**Fragmento**

━━━━━━━━━━━━━━━━

Enero de 1244 fue un mes caótico, con salidas, contrasalidas, golpes de mano y todo el combate que no había habido en los meses anteriores. Finalmente, Pierre-Roger de Mirepoix tuvo que dar por perdido tanto la Roc de la Tour como la muralla exterior, pues las pérdidas se estaban volviendo inaguantables. El frente volvió a estabilizarse, pero ahora los cruzados emplazaron catapultas en la explanada, tras la muralla exterior, con la que bombardear a los sitiados. Por su parte, estos hicieron lo propio con sus propias armas de asedio. El espacio entre murallas se convirtió en tierra de nadie. Las propias murallas se volvieron inseguras, con los cadalsos arrasados por los proyectiles, pero por lo menos estos no llegaban ni al pueblo ni al castillo. Así que, poco a poco, la calma volvía a los sitiados.

━━━━━━━━━━━━━━━━

**Contenido del listado**
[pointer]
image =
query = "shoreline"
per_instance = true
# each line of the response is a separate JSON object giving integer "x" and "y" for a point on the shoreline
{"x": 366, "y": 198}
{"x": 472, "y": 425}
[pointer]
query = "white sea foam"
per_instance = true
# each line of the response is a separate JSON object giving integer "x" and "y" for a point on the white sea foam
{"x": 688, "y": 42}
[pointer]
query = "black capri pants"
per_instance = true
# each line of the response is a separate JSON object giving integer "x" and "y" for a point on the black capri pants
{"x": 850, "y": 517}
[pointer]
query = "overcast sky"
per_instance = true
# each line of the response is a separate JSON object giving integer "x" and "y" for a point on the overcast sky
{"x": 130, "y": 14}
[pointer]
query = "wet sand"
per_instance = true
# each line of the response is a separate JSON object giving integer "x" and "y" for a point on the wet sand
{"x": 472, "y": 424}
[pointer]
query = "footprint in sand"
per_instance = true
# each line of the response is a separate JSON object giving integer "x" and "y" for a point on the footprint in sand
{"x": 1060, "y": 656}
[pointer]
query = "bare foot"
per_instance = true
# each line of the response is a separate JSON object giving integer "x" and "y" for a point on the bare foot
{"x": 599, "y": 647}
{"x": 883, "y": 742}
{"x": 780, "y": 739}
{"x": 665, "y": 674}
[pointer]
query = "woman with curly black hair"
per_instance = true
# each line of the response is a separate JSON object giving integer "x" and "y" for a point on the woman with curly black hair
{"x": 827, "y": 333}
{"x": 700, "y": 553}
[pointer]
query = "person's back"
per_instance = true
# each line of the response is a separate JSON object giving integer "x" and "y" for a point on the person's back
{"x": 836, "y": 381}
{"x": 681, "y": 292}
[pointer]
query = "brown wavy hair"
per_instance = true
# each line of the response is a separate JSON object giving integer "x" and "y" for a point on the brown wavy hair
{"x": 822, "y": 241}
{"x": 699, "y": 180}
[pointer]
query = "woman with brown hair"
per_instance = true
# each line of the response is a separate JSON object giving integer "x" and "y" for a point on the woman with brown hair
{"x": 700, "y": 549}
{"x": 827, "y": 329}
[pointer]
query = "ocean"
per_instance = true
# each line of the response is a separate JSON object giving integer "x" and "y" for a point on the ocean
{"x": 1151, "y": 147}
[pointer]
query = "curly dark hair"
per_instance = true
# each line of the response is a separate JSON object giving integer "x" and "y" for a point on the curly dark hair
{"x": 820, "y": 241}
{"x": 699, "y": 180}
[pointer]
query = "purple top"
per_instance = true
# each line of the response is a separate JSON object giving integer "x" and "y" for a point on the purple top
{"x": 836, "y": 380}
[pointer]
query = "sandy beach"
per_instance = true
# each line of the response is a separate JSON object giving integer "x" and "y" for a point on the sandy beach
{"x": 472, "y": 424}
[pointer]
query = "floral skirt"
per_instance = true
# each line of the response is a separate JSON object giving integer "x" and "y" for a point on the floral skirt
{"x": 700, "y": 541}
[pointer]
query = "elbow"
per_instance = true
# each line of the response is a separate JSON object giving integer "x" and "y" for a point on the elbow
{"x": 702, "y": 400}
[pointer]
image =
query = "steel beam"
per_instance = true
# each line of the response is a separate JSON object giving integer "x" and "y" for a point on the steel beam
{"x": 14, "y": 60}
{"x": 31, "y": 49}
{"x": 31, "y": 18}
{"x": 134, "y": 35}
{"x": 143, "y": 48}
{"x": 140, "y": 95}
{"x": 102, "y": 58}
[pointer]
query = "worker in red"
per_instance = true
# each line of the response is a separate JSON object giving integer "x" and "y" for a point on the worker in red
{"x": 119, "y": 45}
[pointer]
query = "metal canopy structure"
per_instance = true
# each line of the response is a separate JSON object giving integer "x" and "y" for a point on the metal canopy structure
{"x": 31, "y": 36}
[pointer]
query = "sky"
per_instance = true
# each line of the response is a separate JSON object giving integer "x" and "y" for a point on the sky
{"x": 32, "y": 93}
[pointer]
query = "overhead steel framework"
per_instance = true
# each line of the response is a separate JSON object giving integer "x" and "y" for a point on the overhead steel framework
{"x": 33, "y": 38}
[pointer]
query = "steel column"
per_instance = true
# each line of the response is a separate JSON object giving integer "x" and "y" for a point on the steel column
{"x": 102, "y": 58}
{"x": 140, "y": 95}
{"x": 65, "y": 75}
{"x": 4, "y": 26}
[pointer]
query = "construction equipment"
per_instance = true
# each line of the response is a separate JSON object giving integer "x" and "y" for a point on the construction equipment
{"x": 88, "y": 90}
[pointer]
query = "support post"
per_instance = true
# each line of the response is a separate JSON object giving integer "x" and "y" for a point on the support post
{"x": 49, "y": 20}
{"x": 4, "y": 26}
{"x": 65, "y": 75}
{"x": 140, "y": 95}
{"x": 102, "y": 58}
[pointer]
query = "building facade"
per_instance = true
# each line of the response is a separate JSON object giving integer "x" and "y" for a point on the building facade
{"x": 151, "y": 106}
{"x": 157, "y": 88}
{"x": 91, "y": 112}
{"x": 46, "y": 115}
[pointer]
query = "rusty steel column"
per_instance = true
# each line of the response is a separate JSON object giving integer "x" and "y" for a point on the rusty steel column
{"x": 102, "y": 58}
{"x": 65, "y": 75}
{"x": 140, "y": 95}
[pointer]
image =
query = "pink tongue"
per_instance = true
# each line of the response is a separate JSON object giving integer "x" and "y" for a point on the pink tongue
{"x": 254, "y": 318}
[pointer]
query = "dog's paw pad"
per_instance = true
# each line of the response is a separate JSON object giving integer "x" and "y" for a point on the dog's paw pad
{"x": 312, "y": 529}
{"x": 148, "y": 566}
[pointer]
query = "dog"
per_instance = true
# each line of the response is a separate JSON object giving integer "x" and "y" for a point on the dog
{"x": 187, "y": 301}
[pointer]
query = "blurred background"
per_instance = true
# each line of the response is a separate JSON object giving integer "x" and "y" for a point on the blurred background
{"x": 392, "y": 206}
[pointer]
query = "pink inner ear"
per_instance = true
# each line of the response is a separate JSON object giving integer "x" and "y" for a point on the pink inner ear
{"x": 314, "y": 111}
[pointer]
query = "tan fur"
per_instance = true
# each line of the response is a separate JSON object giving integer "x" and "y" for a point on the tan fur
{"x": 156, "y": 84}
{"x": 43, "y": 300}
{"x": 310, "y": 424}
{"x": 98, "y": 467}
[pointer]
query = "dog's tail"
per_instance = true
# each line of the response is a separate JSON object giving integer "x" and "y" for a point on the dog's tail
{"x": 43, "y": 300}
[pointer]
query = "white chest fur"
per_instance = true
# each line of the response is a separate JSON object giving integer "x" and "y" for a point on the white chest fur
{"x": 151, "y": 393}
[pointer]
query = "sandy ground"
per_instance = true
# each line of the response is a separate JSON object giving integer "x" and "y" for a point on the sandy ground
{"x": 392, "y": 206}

━━━━━━━━━━━━━━━━

**Requisitos**
1/ Transcriba del fragmento el tramo comprendido desde "Enero de 1244" hasta "volvía a los sitiados.", sin alterar una sola letra.
2/ Extraiga del listado cada línea que contenga la cadena "overcast", teniendo en cuenta la distinción entre mayúsculas y minúsculas.
El fragmento y el listado no guardan relación alguna entre sí.

**Soluciones**
1/
Enero de 1244 fue un mes caótico, con salidas, contrasalidas, golpes de mano y todo el combate que no había habido en los meses anteriores. Finalmente, Pierre-Roger de Mirepoix tuvo que dar por perdido tanto la Roc de la Tour como la muralla exterior, pues las pérdidas se estaban volviendo inaguantables. El frente volvió a estabilizarse, pero ahora los cruzados emplazaron catapultas en la explanada, tras la muralla exterior, con la que bombardear a los sitiados. Por su parte, estos hicieron lo propio con sus propias armas de asedio. El espacio entre murallas se convirtió en tierra de nadie. Las propias murallas se volvieron inseguras, con los cadalsos arrasados por los proyectiles, pero por lo menos estos no llegaban ni al pueblo ni al castillo. Así que, poco a poco, la calma volvía a los sitiados.

2/
query = "overcast sky"
# each line of the response is a separate JSON object giving integer "x" and "y" for a point on the overcast sky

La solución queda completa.